Given exercise
Rewrite the records from the line containing "In this exercise you will tag the door" through the end of the records, inclusive, substituting "tail lamp" for each occurrence of "taillight" and leaving everything else unchanged.

▶

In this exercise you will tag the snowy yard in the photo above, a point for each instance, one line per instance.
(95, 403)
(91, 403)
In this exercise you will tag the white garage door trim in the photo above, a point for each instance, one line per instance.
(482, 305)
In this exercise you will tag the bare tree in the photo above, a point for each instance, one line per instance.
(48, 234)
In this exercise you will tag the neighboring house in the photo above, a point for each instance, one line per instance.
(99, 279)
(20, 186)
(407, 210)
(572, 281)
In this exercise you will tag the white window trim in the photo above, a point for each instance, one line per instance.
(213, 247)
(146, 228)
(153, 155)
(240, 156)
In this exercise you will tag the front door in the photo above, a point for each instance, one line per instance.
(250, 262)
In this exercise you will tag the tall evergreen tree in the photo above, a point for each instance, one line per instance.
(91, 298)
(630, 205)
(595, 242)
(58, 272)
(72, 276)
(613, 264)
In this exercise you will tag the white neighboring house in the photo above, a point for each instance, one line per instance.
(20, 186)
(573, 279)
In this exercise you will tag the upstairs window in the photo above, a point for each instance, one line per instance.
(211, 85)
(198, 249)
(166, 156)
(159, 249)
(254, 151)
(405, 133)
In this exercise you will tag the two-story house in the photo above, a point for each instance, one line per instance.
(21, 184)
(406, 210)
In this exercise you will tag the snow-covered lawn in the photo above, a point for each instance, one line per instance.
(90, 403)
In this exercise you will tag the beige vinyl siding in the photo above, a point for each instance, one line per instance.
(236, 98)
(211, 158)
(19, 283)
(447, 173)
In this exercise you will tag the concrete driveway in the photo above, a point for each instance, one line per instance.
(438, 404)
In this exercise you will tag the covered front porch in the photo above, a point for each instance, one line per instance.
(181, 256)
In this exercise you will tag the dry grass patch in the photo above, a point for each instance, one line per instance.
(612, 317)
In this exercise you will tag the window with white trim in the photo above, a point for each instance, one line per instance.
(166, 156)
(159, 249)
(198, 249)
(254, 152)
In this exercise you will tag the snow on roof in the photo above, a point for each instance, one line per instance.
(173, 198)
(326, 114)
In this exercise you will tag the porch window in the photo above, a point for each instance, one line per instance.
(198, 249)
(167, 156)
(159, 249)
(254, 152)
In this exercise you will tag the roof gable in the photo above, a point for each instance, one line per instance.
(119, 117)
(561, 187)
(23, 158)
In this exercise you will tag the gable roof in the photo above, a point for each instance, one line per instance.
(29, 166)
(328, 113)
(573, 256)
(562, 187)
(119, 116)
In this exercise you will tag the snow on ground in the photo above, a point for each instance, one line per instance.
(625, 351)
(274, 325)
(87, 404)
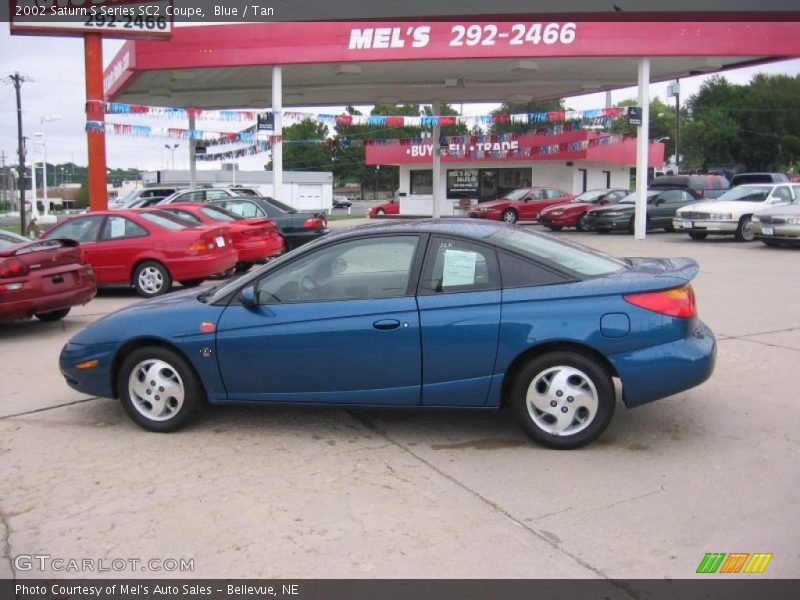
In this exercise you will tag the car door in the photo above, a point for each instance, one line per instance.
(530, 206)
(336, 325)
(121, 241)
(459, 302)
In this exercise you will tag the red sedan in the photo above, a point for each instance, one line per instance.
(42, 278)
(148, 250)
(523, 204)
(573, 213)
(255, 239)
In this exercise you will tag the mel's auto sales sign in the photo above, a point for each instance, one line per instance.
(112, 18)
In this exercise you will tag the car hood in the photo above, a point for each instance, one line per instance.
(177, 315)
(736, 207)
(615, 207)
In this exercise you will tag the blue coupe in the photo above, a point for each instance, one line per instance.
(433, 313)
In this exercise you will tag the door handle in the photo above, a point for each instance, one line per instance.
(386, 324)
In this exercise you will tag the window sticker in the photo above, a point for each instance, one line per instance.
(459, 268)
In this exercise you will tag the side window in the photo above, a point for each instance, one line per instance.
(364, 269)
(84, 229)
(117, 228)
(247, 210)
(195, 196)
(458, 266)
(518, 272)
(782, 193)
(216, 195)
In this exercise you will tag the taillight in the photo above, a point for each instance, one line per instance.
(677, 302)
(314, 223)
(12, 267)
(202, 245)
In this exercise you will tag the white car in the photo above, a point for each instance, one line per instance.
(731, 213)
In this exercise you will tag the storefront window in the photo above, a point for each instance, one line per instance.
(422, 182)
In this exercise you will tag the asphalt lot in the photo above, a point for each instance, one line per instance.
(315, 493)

◀

Task solution
In this exercise you will tag the door handle in the photo above, a point for each instance, one line per instance.
(386, 324)
In this exercise you will tag the window sticker in the photo above, a point for each instance, one line per instance.
(459, 268)
In this exercise you will tag the side window in the photo above, a point for each instance, one line per instance.
(364, 269)
(84, 229)
(117, 228)
(247, 210)
(195, 196)
(458, 266)
(518, 272)
(782, 193)
(216, 195)
In this exercise you will tag the tail lamp in the photo above, a point for each instance, one line per instance.
(677, 302)
(314, 223)
(12, 267)
(202, 245)
In this exercise you will tag the white car in the photo above, a point for each instance, one line per instance.
(731, 213)
In this exercise you will tag the storefront window in the photo above, a point for each instance, one line per instance.
(422, 182)
In this exercise you will tag the asphalt lot in the photo above, a point for each instance, one line per instance.
(315, 493)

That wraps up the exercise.